## Exercise description
Can you give the lines of the listing below as a JSON list of strings, one string per line with blank lines left out, starting with the line that contains "Practice. For this step, pick out the tree" and going on through the line that contains "point(219, 446)"? Include both of those lines and nothing outside that span.

### Provided records ###

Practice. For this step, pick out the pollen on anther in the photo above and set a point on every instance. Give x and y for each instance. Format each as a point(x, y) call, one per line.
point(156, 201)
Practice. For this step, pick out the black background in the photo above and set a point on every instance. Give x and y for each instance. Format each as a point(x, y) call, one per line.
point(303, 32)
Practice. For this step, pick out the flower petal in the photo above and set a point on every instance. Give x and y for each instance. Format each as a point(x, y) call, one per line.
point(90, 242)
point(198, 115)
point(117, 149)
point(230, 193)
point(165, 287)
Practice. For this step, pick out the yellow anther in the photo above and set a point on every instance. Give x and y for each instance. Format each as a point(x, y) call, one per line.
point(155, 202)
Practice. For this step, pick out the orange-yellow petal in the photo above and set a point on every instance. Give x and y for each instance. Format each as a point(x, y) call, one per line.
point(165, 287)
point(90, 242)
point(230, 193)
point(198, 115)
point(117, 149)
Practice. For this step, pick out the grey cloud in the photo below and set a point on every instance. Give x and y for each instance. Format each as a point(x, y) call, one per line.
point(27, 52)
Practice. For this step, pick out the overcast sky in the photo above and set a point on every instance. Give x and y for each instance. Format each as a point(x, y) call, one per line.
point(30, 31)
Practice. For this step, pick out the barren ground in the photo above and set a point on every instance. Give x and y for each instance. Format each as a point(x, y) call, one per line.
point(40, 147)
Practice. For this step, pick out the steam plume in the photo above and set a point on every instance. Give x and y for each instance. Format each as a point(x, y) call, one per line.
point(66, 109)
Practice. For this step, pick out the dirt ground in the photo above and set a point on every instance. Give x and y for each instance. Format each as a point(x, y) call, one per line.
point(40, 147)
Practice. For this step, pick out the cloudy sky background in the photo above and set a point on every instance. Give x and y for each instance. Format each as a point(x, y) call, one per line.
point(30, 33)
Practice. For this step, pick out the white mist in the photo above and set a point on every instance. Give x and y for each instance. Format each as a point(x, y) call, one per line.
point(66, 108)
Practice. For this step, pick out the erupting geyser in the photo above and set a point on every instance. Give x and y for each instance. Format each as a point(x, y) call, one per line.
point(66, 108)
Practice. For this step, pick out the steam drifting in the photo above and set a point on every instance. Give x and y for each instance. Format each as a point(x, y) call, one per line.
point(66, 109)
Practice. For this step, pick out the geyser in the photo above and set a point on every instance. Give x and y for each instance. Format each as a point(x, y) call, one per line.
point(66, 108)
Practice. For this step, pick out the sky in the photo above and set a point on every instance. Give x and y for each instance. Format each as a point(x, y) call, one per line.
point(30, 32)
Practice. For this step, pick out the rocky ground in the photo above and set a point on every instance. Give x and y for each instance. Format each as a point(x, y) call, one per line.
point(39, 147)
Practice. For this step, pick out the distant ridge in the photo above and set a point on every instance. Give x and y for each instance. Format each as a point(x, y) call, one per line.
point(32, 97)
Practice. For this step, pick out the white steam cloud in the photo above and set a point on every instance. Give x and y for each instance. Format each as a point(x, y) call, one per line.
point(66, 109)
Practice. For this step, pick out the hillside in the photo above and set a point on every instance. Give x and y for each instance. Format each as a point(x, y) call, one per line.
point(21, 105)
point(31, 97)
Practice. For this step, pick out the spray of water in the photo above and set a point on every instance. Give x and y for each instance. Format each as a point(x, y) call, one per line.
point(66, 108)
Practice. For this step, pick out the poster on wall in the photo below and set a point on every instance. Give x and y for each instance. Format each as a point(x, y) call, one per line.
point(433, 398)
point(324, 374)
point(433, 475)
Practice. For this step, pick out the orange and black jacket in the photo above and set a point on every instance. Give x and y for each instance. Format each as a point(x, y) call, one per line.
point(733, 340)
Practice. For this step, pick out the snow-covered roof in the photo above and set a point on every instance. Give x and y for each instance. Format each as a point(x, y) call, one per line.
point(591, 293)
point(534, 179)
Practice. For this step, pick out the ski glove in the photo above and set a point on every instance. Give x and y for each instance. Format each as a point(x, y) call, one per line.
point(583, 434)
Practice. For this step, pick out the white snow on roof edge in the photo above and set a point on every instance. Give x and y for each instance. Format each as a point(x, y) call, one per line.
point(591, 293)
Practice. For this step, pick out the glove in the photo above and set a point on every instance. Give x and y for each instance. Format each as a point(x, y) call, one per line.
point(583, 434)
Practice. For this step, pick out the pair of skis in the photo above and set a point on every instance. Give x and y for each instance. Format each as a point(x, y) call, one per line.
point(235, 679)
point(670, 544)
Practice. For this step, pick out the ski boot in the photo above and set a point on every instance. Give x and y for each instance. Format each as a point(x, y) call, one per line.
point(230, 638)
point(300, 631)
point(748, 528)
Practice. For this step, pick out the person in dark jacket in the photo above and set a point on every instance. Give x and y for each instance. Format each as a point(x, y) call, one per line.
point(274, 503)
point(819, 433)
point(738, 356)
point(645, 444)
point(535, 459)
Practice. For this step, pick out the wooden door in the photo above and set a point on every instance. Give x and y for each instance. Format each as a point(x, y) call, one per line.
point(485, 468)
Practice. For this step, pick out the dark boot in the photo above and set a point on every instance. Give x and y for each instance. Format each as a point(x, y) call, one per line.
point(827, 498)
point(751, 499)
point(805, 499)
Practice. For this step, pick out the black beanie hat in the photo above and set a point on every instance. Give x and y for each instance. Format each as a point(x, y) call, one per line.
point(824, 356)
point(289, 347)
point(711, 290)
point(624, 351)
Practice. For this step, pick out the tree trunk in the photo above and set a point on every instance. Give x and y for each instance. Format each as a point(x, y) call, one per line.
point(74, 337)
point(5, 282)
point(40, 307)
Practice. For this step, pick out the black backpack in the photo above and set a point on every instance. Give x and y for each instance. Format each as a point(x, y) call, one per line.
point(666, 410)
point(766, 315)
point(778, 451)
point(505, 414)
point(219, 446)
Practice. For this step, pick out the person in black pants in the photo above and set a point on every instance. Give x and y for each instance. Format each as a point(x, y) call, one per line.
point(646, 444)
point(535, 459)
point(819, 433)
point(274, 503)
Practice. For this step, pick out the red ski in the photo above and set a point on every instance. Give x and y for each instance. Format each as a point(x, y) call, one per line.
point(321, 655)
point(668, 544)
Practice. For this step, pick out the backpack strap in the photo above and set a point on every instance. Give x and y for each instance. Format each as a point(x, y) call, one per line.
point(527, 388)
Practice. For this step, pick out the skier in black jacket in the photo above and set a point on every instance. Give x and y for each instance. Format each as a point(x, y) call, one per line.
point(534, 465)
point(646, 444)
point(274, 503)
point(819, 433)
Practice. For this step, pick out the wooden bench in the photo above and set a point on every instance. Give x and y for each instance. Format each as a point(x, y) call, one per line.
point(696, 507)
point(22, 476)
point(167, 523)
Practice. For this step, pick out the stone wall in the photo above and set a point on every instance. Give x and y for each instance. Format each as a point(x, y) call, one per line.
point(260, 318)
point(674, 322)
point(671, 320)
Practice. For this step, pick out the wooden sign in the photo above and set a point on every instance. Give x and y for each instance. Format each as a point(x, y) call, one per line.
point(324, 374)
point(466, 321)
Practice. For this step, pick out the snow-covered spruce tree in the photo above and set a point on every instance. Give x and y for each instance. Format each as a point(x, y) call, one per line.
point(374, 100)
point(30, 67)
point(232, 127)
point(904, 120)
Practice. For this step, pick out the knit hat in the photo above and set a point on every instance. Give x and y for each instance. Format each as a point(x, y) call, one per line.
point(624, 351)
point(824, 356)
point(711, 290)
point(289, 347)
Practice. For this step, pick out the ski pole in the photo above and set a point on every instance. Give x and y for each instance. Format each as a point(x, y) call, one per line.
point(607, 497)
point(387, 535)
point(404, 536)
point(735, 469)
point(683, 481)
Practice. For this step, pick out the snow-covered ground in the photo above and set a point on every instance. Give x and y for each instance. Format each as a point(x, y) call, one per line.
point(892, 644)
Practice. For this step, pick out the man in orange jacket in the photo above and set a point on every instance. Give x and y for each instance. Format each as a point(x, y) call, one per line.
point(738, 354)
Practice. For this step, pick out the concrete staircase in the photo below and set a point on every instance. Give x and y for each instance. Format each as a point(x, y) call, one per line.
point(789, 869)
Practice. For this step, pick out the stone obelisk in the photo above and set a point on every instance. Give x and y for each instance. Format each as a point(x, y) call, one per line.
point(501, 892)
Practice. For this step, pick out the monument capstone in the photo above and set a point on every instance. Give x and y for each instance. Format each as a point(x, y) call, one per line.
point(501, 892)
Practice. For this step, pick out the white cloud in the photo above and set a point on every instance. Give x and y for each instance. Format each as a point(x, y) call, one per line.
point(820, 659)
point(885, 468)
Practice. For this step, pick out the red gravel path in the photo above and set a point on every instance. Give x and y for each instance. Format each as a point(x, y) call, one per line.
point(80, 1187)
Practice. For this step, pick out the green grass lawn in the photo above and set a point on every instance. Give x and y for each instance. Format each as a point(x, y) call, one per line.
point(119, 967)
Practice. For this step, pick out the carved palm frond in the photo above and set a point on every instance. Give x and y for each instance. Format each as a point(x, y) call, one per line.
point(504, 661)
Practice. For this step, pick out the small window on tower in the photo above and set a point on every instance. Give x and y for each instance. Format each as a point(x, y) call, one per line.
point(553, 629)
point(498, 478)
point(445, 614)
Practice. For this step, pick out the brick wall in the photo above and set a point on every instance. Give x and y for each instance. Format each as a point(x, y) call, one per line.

###

## Written reply
[
  "Practice. For this step, pick out the tree trunk in the photo above and set a point on every instance. Give x and y for each instance. Format each as a point(x, y) call, one per line.",
  "point(74, 337)",
  "point(5, 282)",
  "point(40, 307)",
  "Practice. For this step, pick out the black backpack in the photo above and set a point on every instance. Give x and y for each instance. Format each as a point(x, y) call, one per line.",
  "point(666, 410)",
  "point(766, 315)",
  "point(778, 451)",
  "point(505, 414)",
  "point(219, 446)"
]